--- Data to examine ---

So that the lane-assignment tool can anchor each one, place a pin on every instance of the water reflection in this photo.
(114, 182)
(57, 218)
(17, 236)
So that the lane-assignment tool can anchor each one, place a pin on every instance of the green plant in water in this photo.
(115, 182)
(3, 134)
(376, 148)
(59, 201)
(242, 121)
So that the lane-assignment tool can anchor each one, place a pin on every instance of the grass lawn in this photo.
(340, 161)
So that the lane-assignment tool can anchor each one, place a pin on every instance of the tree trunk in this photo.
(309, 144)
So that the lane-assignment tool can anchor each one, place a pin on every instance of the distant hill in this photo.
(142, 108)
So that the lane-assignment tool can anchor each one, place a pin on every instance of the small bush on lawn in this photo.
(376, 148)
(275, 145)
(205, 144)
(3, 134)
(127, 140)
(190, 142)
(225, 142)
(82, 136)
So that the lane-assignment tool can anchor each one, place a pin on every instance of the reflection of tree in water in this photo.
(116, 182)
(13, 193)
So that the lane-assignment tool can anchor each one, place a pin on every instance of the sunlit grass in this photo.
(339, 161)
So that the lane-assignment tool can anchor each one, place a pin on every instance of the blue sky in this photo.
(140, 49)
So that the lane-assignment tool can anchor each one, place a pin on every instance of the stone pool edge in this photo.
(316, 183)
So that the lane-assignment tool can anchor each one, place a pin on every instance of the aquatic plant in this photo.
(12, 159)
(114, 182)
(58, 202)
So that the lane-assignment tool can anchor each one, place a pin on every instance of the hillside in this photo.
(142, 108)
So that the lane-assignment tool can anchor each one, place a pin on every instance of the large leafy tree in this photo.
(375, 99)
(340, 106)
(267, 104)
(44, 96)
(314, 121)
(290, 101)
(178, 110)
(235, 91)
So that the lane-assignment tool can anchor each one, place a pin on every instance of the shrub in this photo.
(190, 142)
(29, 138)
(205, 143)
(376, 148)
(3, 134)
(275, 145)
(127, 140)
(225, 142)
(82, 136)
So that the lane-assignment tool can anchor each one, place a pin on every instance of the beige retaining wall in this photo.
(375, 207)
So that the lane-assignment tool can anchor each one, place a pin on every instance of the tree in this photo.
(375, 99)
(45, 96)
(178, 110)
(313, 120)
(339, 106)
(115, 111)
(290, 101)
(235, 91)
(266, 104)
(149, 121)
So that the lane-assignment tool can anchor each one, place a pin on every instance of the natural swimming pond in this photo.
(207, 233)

---

- **Assignment**
The listing above should be transcribed in full, exactly as written.

- **Written response**
So that the lane-assignment tool can anchor each one, place a pin on every instance of the water reflection in this photo.
(114, 182)
(57, 218)
(17, 236)
So that the lane-assignment tool can anchor each one, place a pin on every instance of the green plant in water in this photo.
(115, 182)
(3, 134)
(376, 148)
(59, 201)
(242, 121)
So that the lane-assignment tool can anchor each one, place a pin on every instance of the grass lawn in this photo.
(340, 161)
So that the lane-assignment tool can anchor each one, place a pin on every instance of the tree trunk in this photo.
(309, 144)
So that the lane-assignment tool can anchor each one, place a pin on every instance of the distant hill in this photo.
(142, 108)
So that the lane-assignment tool can anchor each one, place a pin on every instance of the small bush on lawn in this photo.
(376, 148)
(275, 145)
(205, 144)
(3, 134)
(127, 140)
(190, 142)
(225, 142)
(82, 136)
So that the lane-assignment tool can anchor each one, place a pin on every instance of the reflection of tree in water in this photo.
(116, 182)
(13, 193)
So that the lane-assignment tool can anchor each one, place a pin on every instance of the sunlit grass in this photo.
(339, 161)
So that the lane-assignment tool can anchor each one, place a pin on every instance of the blue sky in this photo.
(140, 49)
So that the lane-assignment tool can anchor each one, place a pin on every instance of the stone pool edge in this photo.
(316, 183)
So that the lane-assignment tool can anchor each one, place a pin on every instance of the aquatic plant in this photo.
(12, 159)
(114, 182)
(58, 202)
So that the lane-assignment tool can anchor each one, place a pin on every instance of the hillside in this photo.
(142, 108)
So that the lane-assignment tool can anchor each one, place a pin on every instance of the large leafy tree in this photo.
(375, 99)
(340, 106)
(267, 104)
(44, 96)
(314, 121)
(290, 101)
(178, 110)
(235, 91)
So that the lane-assignment tool can anchor each one, place a pin on every instance of the shrub in this photo.
(190, 142)
(29, 138)
(205, 143)
(376, 148)
(3, 134)
(275, 145)
(127, 140)
(225, 142)
(82, 136)
So that the lane-assignment tool can anchor each one, place a pin on every instance of the beige retaining wall in this photo.
(375, 207)
So that the lane-assignment tool can anchor each one, place a pin on every instance of the tree in this photo.
(375, 99)
(45, 96)
(178, 110)
(313, 120)
(339, 106)
(115, 111)
(290, 101)
(235, 91)
(266, 104)
(149, 121)
So that the lane-assignment tool can anchor each one, place a pin on every instance of the natural swimming pond in this photo.
(207, 233)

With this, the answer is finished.